• _Aim of the exercise_:
Each line from the one containing "Exercise. Tag every instance of the silver car" to the end of the listing below should be repeated exactly, with no other line included.

• _Data shown_:
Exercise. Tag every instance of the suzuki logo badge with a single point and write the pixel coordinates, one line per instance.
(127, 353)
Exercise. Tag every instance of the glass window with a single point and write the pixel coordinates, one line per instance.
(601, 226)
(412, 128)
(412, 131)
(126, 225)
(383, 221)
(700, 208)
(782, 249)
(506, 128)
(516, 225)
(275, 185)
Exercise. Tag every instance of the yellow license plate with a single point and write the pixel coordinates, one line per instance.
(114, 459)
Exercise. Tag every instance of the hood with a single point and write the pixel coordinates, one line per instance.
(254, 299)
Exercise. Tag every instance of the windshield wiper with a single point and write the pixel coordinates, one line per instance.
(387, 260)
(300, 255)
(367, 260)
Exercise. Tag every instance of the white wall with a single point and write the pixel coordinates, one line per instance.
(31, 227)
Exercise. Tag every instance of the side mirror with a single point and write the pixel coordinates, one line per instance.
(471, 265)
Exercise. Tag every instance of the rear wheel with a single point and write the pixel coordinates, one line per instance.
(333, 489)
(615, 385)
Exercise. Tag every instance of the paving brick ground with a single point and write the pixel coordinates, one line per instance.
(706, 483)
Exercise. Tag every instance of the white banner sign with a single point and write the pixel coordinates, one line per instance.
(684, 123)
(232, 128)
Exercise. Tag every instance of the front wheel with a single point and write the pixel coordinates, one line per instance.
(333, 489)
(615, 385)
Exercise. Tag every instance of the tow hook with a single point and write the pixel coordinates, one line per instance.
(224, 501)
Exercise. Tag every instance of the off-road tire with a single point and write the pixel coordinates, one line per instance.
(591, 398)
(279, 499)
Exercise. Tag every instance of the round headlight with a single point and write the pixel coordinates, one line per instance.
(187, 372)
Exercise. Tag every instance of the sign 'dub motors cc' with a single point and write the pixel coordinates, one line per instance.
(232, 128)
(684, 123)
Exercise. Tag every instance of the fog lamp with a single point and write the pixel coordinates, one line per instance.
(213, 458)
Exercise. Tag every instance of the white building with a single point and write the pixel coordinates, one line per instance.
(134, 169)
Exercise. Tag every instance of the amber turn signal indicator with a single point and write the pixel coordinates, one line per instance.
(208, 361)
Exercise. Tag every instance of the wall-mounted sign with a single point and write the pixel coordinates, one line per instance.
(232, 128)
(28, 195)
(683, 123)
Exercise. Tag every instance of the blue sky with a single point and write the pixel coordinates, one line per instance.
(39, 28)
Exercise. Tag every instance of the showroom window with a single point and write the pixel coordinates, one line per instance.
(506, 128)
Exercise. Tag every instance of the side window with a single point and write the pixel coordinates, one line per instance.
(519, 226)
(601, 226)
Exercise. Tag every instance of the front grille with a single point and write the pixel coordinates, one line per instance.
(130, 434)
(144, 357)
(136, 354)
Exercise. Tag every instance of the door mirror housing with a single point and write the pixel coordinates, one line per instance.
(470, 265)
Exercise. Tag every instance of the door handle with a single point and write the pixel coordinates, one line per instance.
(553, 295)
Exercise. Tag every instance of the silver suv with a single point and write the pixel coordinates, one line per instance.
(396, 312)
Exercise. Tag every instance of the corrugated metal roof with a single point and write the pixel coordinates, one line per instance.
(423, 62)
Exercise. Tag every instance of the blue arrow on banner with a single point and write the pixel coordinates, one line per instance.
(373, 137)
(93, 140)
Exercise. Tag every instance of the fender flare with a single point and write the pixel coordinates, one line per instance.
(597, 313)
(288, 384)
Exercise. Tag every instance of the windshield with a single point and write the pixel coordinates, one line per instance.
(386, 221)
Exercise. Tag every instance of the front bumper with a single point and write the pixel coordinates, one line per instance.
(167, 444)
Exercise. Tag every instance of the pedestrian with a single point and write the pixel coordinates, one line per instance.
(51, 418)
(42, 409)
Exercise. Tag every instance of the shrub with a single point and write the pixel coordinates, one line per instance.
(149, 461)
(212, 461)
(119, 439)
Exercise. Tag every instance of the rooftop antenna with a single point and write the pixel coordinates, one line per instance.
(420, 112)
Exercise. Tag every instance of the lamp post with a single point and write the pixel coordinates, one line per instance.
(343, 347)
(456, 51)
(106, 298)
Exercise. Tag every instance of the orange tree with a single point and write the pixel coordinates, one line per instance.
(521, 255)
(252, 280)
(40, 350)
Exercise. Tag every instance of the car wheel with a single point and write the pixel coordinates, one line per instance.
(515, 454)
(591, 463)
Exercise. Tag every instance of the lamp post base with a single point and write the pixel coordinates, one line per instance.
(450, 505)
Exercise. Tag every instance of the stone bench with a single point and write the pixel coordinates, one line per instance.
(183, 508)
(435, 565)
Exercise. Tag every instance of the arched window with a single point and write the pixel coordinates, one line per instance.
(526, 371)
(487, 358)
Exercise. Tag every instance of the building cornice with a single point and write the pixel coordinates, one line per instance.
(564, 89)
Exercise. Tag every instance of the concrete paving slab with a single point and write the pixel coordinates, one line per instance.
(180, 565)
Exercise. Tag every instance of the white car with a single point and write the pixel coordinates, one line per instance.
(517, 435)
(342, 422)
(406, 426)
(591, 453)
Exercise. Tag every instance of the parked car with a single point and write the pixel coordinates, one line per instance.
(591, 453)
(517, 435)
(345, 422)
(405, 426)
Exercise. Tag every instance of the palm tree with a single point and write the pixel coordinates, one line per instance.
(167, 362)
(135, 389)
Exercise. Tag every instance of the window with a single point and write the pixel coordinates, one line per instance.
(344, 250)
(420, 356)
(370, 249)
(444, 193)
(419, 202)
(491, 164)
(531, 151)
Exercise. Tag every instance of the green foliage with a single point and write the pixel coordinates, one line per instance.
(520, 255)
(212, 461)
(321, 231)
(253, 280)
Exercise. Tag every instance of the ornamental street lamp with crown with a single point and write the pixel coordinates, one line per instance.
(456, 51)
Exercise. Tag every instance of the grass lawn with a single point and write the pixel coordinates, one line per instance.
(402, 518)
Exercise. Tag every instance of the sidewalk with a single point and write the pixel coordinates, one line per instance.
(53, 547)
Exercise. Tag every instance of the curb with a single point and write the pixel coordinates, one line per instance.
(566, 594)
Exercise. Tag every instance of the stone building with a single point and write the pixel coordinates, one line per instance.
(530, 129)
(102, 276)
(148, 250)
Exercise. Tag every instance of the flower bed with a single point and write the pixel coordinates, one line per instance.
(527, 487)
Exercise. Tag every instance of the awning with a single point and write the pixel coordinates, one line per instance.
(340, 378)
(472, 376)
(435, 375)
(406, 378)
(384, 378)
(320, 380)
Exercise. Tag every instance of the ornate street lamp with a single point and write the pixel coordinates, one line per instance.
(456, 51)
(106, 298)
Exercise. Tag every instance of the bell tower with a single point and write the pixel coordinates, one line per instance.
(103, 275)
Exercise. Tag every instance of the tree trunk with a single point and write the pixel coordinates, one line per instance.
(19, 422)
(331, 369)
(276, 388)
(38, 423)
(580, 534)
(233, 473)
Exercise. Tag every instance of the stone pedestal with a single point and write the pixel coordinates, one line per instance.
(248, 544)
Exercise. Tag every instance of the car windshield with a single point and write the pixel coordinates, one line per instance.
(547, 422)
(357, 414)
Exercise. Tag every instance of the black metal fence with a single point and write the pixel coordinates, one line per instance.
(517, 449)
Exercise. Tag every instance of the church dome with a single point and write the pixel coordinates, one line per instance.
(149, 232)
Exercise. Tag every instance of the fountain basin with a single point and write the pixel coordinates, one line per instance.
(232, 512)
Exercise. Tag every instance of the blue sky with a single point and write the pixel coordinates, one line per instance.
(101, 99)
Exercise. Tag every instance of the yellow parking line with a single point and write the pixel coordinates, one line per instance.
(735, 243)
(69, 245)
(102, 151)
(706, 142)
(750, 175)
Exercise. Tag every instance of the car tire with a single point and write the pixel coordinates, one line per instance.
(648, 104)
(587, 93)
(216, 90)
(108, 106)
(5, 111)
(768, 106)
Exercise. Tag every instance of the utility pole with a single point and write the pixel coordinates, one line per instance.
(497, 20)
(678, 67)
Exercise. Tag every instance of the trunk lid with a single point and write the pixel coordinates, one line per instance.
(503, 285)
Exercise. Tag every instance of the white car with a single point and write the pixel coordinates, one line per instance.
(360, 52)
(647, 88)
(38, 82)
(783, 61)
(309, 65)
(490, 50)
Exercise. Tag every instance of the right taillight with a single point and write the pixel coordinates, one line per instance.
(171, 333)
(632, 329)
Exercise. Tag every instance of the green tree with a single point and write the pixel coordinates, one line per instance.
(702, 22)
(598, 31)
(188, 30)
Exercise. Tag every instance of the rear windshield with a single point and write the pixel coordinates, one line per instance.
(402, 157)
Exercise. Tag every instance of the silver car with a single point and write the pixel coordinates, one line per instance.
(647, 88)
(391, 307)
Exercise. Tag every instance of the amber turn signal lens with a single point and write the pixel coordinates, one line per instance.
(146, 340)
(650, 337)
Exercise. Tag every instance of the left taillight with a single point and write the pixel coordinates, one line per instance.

• _Your solution_:
Exercise. Tag every instance of the silver car with a single point and write the pixel coordinates, one line per instance.
(647, 88)
(391, 307)
Exercise. Tag every instance of the amber turn signal lens with a single point and write the pixel coordinates, one line per instance.
(146, 340)
(650, 337)
Exercise. Tag every instance of the left taillight with a single point and write the pixel coordinates, one line per instance.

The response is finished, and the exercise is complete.